__What the task asks__:
Collect every line in the entries below that contains the string "rider", and copy each one in full.

## Start Data supplied

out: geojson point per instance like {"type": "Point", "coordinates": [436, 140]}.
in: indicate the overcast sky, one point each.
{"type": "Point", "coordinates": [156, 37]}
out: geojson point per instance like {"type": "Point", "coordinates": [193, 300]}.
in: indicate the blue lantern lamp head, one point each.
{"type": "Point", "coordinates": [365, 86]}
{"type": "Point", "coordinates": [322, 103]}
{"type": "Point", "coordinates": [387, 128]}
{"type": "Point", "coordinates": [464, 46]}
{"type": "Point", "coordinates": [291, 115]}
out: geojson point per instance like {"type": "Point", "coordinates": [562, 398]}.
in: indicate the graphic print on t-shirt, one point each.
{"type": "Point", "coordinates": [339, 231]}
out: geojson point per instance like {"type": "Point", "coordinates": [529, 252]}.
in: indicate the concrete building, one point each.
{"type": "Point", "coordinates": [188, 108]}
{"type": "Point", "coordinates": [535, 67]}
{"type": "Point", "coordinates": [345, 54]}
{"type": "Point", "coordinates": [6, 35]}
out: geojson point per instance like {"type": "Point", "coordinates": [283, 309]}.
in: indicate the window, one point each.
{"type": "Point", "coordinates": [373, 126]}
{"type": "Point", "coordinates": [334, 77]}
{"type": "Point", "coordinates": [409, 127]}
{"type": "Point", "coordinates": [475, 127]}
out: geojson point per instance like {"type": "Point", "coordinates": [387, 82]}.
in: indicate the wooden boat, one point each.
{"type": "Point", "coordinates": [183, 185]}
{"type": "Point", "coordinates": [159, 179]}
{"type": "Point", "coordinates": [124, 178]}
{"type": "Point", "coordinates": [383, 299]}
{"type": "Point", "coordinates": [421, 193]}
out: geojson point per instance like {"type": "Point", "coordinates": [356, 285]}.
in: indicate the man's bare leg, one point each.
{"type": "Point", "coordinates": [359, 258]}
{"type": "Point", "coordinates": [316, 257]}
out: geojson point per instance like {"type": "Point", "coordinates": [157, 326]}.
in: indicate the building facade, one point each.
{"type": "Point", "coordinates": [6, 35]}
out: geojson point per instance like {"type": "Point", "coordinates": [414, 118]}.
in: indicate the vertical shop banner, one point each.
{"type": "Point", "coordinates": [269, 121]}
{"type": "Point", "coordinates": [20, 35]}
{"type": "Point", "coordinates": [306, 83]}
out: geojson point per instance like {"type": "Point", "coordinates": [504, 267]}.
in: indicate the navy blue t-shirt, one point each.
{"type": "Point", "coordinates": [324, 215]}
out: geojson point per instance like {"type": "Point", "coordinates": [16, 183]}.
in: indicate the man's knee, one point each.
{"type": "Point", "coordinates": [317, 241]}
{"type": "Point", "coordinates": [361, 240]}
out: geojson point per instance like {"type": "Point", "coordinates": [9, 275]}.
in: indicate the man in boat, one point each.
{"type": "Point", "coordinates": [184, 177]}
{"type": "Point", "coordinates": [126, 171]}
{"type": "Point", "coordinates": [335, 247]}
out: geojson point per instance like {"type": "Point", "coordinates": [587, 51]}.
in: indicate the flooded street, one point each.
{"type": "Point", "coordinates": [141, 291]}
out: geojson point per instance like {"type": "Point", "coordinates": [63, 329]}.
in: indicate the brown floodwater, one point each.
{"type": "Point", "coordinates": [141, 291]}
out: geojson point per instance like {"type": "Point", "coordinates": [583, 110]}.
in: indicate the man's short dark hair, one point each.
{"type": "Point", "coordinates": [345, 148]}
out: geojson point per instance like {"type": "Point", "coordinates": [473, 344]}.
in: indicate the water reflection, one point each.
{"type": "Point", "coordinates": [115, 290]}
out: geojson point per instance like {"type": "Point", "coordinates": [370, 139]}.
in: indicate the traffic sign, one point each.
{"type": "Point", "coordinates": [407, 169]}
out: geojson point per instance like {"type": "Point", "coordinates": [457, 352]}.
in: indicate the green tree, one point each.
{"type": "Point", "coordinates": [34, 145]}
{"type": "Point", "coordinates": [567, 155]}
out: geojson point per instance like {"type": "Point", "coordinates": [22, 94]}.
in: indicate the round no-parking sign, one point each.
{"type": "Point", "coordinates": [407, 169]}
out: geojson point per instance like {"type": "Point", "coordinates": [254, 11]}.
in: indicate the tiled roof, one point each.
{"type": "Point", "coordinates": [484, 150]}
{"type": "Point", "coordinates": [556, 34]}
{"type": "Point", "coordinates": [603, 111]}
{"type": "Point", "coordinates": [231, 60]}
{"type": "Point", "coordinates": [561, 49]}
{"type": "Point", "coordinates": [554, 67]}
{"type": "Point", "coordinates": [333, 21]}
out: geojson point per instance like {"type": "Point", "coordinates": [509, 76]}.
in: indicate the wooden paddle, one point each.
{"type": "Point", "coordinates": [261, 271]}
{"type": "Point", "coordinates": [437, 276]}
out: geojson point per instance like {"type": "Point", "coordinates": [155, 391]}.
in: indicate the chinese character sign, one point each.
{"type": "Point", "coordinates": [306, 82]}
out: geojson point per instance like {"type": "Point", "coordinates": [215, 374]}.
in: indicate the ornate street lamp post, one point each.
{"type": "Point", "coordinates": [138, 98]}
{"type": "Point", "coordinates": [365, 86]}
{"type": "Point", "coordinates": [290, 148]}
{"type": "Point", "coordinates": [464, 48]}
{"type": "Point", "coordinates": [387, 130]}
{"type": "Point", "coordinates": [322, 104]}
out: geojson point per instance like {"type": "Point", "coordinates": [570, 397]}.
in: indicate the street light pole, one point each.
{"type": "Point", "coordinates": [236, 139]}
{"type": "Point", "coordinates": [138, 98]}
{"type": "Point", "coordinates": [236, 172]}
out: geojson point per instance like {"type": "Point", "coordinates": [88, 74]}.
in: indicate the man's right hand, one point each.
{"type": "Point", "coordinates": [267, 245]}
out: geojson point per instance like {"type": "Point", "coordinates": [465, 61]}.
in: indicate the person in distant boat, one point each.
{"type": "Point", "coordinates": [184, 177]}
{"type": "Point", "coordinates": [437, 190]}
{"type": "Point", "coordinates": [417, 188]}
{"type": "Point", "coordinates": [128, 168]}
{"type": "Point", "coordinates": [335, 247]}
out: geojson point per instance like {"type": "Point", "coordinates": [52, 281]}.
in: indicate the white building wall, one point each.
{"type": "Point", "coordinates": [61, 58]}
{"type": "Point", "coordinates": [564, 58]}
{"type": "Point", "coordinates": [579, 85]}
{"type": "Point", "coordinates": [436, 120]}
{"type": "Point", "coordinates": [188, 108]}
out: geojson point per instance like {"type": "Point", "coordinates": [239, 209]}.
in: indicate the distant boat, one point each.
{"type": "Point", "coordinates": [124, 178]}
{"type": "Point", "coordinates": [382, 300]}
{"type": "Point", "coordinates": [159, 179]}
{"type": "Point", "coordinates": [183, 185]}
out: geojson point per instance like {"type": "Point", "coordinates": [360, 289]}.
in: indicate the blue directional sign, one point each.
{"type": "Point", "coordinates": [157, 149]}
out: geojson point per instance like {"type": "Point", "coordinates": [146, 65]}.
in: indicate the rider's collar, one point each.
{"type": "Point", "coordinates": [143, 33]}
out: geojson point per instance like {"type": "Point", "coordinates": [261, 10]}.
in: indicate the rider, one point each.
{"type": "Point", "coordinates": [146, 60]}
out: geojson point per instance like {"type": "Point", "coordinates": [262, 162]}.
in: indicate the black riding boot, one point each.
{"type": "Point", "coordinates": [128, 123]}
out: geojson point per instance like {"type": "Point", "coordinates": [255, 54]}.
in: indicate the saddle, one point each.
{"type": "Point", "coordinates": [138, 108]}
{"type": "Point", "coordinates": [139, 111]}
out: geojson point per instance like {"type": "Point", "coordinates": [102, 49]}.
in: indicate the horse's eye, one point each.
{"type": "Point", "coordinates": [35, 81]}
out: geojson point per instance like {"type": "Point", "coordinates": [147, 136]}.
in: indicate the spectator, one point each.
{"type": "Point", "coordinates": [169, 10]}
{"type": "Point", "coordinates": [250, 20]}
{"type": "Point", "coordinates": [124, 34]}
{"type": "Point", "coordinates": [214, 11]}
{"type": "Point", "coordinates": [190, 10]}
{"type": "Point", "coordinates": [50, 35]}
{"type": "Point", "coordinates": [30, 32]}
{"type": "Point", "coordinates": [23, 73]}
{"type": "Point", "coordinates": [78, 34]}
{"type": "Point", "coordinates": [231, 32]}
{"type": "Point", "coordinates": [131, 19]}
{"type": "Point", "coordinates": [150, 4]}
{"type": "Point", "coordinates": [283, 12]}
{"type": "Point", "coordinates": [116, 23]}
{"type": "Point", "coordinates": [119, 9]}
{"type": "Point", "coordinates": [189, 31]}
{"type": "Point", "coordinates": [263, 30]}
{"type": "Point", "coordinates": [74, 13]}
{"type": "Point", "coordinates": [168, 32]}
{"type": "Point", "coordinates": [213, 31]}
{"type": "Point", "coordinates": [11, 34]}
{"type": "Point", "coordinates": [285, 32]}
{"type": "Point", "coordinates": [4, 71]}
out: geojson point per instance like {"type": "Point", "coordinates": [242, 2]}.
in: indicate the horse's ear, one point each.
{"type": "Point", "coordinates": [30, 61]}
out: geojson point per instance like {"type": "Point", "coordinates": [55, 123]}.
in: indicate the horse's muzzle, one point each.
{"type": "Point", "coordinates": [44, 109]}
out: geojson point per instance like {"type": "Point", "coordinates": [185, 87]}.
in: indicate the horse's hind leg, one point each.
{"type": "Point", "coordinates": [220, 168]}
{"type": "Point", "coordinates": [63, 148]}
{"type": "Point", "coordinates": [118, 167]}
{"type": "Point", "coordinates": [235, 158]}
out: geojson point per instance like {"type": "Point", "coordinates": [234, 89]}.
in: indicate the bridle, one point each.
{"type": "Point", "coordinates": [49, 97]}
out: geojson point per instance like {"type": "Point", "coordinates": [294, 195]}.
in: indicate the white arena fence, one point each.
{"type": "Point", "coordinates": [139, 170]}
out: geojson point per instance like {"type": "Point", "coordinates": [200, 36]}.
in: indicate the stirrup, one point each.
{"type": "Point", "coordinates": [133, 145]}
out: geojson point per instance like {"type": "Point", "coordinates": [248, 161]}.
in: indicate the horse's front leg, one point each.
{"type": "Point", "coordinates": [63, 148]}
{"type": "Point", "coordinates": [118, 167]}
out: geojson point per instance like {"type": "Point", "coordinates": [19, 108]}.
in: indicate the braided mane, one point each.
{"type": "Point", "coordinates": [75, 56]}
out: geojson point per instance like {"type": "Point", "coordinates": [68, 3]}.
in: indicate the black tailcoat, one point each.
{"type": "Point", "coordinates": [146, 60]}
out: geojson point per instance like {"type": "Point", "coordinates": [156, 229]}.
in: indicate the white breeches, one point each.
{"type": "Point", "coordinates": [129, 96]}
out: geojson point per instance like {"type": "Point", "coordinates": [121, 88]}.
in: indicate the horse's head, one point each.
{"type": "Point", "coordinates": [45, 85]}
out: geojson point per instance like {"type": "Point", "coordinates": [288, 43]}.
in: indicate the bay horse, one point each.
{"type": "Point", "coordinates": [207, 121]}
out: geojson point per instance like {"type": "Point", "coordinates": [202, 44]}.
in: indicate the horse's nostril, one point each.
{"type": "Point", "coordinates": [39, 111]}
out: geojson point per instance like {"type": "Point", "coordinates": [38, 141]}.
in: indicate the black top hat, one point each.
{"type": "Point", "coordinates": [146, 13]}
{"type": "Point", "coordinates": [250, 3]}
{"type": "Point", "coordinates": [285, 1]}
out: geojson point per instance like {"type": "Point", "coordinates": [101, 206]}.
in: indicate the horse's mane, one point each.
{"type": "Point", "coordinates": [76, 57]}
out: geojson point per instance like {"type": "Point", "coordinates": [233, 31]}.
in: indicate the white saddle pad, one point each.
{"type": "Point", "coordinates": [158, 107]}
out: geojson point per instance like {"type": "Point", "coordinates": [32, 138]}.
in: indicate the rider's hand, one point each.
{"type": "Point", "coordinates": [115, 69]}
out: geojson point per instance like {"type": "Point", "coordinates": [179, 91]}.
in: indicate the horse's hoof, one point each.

## End Data supplied

__The response__:
in: indicate the rider's collar, one point each.
in: indicate the rider, one point each.
in: indicate the rider's hand, one point each.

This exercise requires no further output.